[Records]
========================
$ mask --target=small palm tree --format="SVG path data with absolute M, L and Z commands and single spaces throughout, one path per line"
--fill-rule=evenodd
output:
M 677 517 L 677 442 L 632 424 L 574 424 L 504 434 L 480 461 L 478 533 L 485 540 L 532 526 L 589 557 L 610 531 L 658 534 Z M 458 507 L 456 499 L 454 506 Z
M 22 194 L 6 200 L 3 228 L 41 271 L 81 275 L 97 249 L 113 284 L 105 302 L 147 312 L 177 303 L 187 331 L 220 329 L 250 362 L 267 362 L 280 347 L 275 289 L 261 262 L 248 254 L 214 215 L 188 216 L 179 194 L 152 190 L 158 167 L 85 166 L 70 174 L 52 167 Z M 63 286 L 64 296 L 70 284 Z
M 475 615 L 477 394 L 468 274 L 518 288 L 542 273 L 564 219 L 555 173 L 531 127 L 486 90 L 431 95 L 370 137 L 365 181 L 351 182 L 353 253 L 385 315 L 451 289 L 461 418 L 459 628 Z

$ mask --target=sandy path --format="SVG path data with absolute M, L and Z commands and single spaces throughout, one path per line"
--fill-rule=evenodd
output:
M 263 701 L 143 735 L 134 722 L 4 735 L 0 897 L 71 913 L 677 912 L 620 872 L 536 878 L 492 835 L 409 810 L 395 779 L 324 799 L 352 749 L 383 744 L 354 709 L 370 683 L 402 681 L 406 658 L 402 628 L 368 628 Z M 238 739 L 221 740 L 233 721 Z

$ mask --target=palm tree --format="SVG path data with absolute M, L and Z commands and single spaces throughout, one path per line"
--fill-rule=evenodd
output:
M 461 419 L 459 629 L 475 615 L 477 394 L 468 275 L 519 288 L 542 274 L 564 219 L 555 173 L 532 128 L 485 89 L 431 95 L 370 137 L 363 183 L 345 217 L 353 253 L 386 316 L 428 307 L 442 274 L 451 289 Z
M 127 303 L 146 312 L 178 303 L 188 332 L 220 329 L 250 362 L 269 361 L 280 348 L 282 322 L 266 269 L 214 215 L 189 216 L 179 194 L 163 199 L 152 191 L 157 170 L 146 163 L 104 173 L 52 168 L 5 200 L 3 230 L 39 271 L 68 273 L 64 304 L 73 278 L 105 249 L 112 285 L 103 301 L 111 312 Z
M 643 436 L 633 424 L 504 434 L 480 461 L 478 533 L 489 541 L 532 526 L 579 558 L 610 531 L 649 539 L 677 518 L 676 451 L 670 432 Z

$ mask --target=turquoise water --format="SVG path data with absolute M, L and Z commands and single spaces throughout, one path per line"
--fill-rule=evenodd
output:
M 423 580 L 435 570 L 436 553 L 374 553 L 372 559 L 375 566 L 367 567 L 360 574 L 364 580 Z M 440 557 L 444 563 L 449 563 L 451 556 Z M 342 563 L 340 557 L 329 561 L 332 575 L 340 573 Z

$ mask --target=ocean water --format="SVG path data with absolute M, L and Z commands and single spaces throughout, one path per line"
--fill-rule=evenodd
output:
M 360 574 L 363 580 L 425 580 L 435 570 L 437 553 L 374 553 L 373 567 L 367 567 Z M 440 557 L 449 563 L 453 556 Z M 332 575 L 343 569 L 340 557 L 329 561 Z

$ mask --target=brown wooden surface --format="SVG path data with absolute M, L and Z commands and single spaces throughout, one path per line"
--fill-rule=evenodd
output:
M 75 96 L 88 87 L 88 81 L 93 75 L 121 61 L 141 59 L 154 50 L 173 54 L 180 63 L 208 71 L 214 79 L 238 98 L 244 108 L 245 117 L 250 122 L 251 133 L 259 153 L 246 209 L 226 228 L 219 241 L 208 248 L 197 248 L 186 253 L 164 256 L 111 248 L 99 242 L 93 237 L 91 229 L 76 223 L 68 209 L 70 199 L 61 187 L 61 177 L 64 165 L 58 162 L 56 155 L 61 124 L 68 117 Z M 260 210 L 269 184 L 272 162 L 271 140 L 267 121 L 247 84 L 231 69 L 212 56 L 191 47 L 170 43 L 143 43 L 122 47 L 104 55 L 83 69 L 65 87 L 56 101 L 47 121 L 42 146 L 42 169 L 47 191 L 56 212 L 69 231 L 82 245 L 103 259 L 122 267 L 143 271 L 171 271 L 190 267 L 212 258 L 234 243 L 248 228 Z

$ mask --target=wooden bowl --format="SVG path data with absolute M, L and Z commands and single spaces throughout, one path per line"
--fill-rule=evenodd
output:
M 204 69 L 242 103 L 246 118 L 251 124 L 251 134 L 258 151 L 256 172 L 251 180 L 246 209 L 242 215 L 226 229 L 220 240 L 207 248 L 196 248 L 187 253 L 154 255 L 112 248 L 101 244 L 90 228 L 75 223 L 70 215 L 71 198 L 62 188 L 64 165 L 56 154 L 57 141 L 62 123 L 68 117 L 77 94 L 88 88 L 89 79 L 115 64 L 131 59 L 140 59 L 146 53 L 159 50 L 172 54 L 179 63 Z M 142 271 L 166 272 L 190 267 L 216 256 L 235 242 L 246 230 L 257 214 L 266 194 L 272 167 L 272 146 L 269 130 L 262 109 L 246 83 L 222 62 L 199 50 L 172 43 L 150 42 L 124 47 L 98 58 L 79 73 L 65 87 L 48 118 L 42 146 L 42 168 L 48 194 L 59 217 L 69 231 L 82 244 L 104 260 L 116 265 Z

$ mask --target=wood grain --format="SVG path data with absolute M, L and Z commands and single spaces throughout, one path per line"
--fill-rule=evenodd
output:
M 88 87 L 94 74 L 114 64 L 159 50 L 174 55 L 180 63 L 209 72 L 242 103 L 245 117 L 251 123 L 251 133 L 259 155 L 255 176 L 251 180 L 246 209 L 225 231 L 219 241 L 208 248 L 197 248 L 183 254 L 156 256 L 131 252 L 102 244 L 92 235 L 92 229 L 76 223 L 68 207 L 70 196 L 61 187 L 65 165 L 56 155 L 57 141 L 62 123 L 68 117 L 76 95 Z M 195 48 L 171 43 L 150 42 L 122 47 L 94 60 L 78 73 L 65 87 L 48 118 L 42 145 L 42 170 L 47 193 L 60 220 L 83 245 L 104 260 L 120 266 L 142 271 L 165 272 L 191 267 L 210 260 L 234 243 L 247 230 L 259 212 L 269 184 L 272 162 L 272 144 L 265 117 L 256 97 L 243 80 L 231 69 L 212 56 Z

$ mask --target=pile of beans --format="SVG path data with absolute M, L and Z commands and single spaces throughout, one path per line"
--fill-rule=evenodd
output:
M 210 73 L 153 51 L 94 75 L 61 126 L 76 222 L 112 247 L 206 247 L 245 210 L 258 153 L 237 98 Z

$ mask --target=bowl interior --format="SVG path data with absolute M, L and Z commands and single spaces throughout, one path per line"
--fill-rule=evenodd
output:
========================
**EXERCISE INSTRUCTIONS:** Copy the listing above line for line, changing nothing.

**RESULT OF THE EXERCISE:**
$ mask --target=small palm tree --format="SVG path data with absolute M, L and Z commands and single spaces throughout, one path per line"
--fill-rule=evenodd
output:
M 677 517 L 677 442 L 632 424 L 574 424 L 504 434 L 480 461 L 478 533 L 485 540 L 532 526 L 589 557 L 610 531 L 658 534 Z M 458 507 L 456 499 L 454 506 Z
M 22 194 L 6 200 L 3 228 L 41 271 L 81 275 L 97 249 L 113 284 L 105 302 L 147 312 L 177 303 L 187 331 L 220 329 L 250 362 L 267 362 L 280 347 L 275 289 L 261 262 L 248 254 L 214 215 L 188 216 L 179 194 L 152 190 L 158 167 L 85 166 L 70 174 L 52 167 Z M 63 286 L 64 296 L 70 284 Z
M 475 615 L 477 394 L 468 274 L 518 288 L 542 273 L 564 219 L 555 173 L 531 127 L 486 90 L 431 95 L 370 137 L 365 181 L 351 182 L 353 253 L 385 315 L 451 289 L 461 418 L 459 628 Z

$ mask --target=sandy path --format="SVG path data with absolute M, L and Z commands and single spaces throughout, one path per line"
--fill-rule=evenodd
output:
M 263 701 L 143 735 L 134 722 L 4 735 L 0 897 L 71 913 L 677 912 L 620 872 L 536 878 L 492 835 L 409 810 L 395 779 L 324 799 L 352 749 L 383 744 L 354 709 L 370 683 L 402 681 L 406 658 L 402 628 L 368 628 Z M 238 739 L 221 740 L 233 721 Z

$ mask --target=palm tree --format="SVG path data with absolute M, L and Z commands and single spaces throughout, one path per line"
--fill-rule=evenodd
output:
M 461 419 L 459 629 L 475 615 L 477 394 L 468 275 L 519 288 L 542 274 L 564 219 L 555 173 L 532 128 L 485 89 L 431 95 L 370 137 L 363 183 L 345 217 L 353 253 L 386 316 L 428 307 L 442 274 L 451 289 Z
M 127 303 L 146 312 L 178 303 L 188 332 L 220 329 L 250 362 L 269 361 L 280 348 L 282 322 L 266 269 L 214 215 L 189 216 L 179 194 L 163 199 L 152 191 L 157 170 L 146 163 L 104 173 L 52 168 L 5 200 L 3 230 L 39 271 L 68 273 L 64 304 L 73 278 L 105 249 L 112 285 L 103 301 L 111 312 Z
M 643 436 L 633 424 L 504 434 L 480 461 L 478 533 L 489 541 L 532 526 L 579 558 L 610 531 L 649 539 L 677 518 L 676 451 L 670 432 Z

$ mask --target=turquoise water --format="SVG path data with absolute M, L and Z commands and single spaces throughout, one path per line"
--fill-rule=evenodd
output:
M 423 580 L 435 570 L 436 553 L 374 553 L 372 559 L 375 566 L 367 567 L 360 574 L 364 580 Z M 440 557 L 444 563 L 449 563 L 451 556 Z M 342 563 L 340 557 L 329 561 L 332 575 L 340 573 Z

$ mask --target=ocean water --format="SVG path data with absolute M, L and Z commands and single spaces throughout, one path per line"
--fill-rule=evenodd
output:
M 360 574 L 363 580 L 425 580 L 435 570 L 437 553 L 374 553 L 373 567 L 367 567 Z M 440 557 L 449 563 L 453 556 Z M 332 575 L 343 569 L 340 557 L 329 561 Z

$ mask --target=brown wooden surface --format="SVG path data with absolute M, L and Z commands and single spaces throughout, one path per line"
--fill-rule=evenodd
output:
M 75 96 L 88 87 L 88 81 L 93 75 L 121 61 L 141 59 L 154 50 L 173 54 L 180 63 L 208 71 L 214 79 L 238 98 L 244 108 L 245 117 L 250 122 L 251 133 L 259 153 L 246 209 L 226 228 L 219 241 L 208 248 L 197 248 L 186 253 L 164 256 L 111 248 L 99 242 L 93 237 L 91 229 L 76 223 L 68 209 L 70 199 L 61 187 L 61 177 L 64 165 L 58 162 L 56 155 L 61 124 L 68 117 Z M 260 210 L 269 184 L 272 162 L 271 140 L 267 121 L 247 84 L 231 69 L 212 56 L 191 47 L 170 43 L 143 43 L 122 47 L 104 55 L 83 69 L 65 87 L 56 101 L 47 121 L 42 146 L 42 169 L 47 191 L 56 212 L 69 231 L 82 245 L 103 259 L 122 267 L 143 271 L 171 271 L 190 267 L 212 258 L 234 243 L 248 228 Z

$ mask --target=wooden bowl --format="SVG path data with absolute M, L and Z commands and single spaces throughout, one path per line"
--fill-rule=evenodd
output:
M 204 69 L 242 103 L 246 118 L 251 124 L 251 134 L 258 151 L 256 172 L 251 180 L 246 209 L 242 215 L 226 229 L 220 240 L 207 248 L 196 248 L 187 253 L 154 255 L 112 248 L 101 244 L 90 228 L 75 223 L 70 215 L 71 198 L 62 188 L 64 165 L 56 154 L 57 141 L 62 123 L 68 117 L 77 94 L 88 88 L 89 79 L 115 64 L 131 59 L 140 59 L 146 53 L 159 50 L 172 54 L 179 63 Z M 142 271 L 166 272 L 190 267 L 216 256 L 235 242 L 246 230 L 257 214 L 266 194 L 272 167 L 272 146 L 269 130 L 262 109 L 246 83 L 222 62 L 199 50 L 172 43 L 150 42 L 124 47 L 98 58 L 79 73 L 65 87 L 48 118 L 42 146 L 42 168 L 48 194 L 59 217 L 69 231 L 82 244 L 104 260 L 116 265 Z

$ mask --target=wood grain --format="SVG path data with absolute M, L and Z commands and single spaces throughout, one path per line"
--fill-rule=evenodd
output:
M 88 87 L 94 74 L 114 64 L 159 50 L 174 55 L 180 63 L 209 72 L 242 103 L 245 117 L 251 123 L 251 133 L 259 155 L 255 176 L 251 180 L 246 209 L 225 231 L 219 241 L 208 248 L 197 248 L 183 254 L 156 256 L 131 252 L 102 244 L 92 235 L 92 229 L 76 223 L 68 207 L 70 196 L 61 187 L 65 165 L 56 155 L 57 141 L 62 123 L 68 117 L 76 95 Z M 195 48 L 171 43 L 150 42 L 122 47 L 94 60 L 78 73 L 65 87 L 48 118 L 42 145 L 42 170 L 47 193 L 60 220 L 83 245 L 104 260 L 120 266 L 142 271 L 165 272 L 191 267 L 210 260 L 234 243 L 247 230 L 259 212 L 269 184 L 272 162 L 272 144 L 265 117 L 256 97 L 243 80 L 231 69 L 212 56 Z

$ mask --target=pile of beans --format="SVG path data with absolute M, L and Z commands and single spaces throughout, one path per line"
--fill-rule=evenodd
output:
M 210 73 L 153 51 L 94 75 L 61 126 L 76 222 L 112 247 L 206 247 L 245 210 L 258 153 L 237 98 Z

$ mask --target=bowl interior --format="SVG path data with absolute M, L and Z commands and single spaces throughout, one path per line"
--fill-rule=evenodd
output:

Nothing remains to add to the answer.